__PROBLEMS AND TASKS__:
[A] Reproduce the part of the snapshot-detection text below that opens with the words containing "Present a concise" and closes with "file content differences.".
[B] Carry on the snapshot-detection text below, picking up after its final line.
=== TEXT ===
Present a concise summary and ask what they want to investigate next.

#### Snapshot Mismatch Detection

After presenting the quick summary, check if any failed tests are likely snapshot verification failures. Detect these by looking for:

- **Error messages** containing `Received file does not match`, `*.received.*` vs `*.verified.*` diffs, or Verify assertion failures
- **Test names** containing `SubmitsTraces` in `Datadog.Trace.ClrProfiler.IntegrationTests.*` — but **only if** the error is a snapshot diff, not a span count mismatch

**Important**: `SubmitsTraces` tests typically assert on span count first (`Expected N spans but got M`), then compare snapshots. A span count mismatch is a deeper issue (missing/extra instrumentation), not a snapshot problem — updating snapshots won't help. Only suggest snapshot updates when the error is specifically about snapshot file content differences.

If snapshot failures are detected:

1. Include the **"Snapshot Mismatches Detected"** block in the Phase 1 output (see Output Format below)
=== MATERIAL SUPPLIED ===
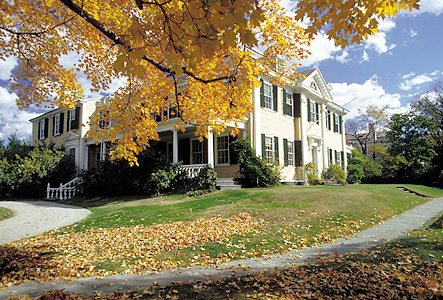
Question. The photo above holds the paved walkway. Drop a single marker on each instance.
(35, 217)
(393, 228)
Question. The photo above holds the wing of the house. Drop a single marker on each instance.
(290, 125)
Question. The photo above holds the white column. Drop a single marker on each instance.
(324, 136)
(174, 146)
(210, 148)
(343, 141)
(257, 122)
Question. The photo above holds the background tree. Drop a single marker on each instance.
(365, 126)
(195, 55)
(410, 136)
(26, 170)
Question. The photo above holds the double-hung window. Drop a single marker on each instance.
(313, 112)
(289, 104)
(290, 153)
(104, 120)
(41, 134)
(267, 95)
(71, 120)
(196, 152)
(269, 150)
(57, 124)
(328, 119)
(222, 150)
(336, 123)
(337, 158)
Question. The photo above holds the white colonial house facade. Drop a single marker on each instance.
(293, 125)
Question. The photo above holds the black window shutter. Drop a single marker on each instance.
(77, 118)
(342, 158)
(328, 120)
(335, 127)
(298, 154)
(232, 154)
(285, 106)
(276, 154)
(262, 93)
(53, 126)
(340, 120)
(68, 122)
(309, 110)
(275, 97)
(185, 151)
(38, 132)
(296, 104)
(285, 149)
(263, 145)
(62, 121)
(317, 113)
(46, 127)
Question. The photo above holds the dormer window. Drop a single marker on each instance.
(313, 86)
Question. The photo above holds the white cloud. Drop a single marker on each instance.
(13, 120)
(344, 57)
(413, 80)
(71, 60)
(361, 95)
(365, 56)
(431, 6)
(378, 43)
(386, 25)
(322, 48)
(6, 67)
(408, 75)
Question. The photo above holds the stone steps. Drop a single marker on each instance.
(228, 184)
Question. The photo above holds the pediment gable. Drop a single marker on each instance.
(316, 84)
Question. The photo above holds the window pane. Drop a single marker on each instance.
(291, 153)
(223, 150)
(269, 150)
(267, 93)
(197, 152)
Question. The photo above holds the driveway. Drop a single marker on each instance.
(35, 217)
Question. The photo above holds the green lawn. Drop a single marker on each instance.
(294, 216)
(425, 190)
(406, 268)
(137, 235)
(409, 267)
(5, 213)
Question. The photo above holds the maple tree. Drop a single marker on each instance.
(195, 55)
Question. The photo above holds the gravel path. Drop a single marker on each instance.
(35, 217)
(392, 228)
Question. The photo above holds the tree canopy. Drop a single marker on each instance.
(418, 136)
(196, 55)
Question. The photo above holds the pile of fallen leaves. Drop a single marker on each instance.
===
=== MATERIAL SUPPLIED ===
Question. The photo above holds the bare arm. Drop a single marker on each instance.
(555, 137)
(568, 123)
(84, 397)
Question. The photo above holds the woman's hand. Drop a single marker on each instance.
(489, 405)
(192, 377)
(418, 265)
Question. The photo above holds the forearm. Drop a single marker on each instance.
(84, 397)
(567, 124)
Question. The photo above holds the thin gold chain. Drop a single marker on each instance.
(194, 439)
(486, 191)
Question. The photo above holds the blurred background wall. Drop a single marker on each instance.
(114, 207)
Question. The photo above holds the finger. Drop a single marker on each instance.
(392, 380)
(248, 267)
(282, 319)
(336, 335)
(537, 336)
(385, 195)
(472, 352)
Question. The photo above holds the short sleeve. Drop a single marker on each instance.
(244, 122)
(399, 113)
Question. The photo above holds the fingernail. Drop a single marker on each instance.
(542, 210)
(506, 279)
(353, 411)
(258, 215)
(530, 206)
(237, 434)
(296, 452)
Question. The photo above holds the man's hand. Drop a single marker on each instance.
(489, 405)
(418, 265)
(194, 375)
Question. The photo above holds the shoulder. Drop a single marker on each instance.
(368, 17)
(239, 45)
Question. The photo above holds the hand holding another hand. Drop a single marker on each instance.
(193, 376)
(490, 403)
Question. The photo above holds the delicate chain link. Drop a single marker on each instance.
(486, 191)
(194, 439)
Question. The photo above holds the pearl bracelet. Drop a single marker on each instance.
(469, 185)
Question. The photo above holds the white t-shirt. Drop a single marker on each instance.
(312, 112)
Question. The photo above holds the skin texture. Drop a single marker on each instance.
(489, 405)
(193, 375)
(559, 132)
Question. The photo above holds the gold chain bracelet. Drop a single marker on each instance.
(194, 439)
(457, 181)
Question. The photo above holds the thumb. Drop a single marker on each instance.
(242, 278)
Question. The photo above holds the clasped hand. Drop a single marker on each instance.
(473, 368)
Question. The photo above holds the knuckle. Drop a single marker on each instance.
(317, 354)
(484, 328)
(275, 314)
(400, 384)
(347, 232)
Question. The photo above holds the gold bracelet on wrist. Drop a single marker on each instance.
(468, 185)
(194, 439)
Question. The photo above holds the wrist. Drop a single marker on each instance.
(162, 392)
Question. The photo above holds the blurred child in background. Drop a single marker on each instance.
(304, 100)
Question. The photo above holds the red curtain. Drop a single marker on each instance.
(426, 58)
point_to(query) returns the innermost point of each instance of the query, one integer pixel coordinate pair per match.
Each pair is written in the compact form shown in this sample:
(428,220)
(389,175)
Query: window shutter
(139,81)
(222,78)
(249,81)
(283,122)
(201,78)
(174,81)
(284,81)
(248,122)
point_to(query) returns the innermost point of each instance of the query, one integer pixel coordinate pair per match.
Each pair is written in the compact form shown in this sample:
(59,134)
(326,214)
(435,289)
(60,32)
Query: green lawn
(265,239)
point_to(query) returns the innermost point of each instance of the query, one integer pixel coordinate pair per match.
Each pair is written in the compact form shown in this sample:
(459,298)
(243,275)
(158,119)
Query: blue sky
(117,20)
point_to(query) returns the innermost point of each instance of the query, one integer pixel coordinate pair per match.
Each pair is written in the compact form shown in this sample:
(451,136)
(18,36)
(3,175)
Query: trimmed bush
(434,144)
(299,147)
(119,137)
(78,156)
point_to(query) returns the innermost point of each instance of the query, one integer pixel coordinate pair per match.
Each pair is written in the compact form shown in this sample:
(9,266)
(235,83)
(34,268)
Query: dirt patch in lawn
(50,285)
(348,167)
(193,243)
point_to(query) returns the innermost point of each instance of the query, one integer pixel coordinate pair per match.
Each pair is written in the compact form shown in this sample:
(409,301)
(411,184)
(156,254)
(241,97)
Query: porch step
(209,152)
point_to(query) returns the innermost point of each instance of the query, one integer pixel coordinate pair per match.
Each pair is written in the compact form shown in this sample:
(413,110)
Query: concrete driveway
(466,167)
===
__RESPONSES PER TASK__:
[A]
Present a concise summary and ask what they want to investigate next.

#### Snapshot Mismatch Detection

After presenting the quick summary, check if any failed tests are likely snapshot verification failures. Detect these by looking for:

- **Error messages** containing `Received file does not match`, `*.received.*` vs `*.verified.*` diffs, or Verify assertion failures
- **Test names** containing `SubmitsTraces` in `Datadog.Trace.ClrProfiler.IntegrationTests.*` — but **only if** the error is a snapshot diff, not a span count mismatch

**Important**: `SubmitsTraces` tests typically assert on span count first (`Expected N spans but got M`), then compare snapshots. A span count mismatch is a deeper issue (missing/extra instrumentation), not a snapshot problem — updating snapshots won't help. Only suggest snapshot updates when the error is specifically about snapshot file content differences.

[B]
2. Add the **"Update snapshots"** option to the investigation menu
3. If the user chooses to update snapshots, run:
   - **Windows**: `./tracer/build.ps1 UpdateSnapshotsFromBuild --BuildId <BUILD_ID>`
   - **Linux/macOS**: `./tracer/build.sh UpdateSnapshotsFromBuild --BuildId <BUILD_ID>`
   - This downloads `.received.txt` snapshot artifacts from the CI build and replaces local `.verified.txt` files in `tracer/test/snapshots/`
   - **Prerequisite**: The build must have run far enough to produce snapshot artifacts (even if tests failed)
   - If the changes are unintentional, the developer should investigate the code change instead of updating snapshots

### Retry Failed Stages (Only If User Requests)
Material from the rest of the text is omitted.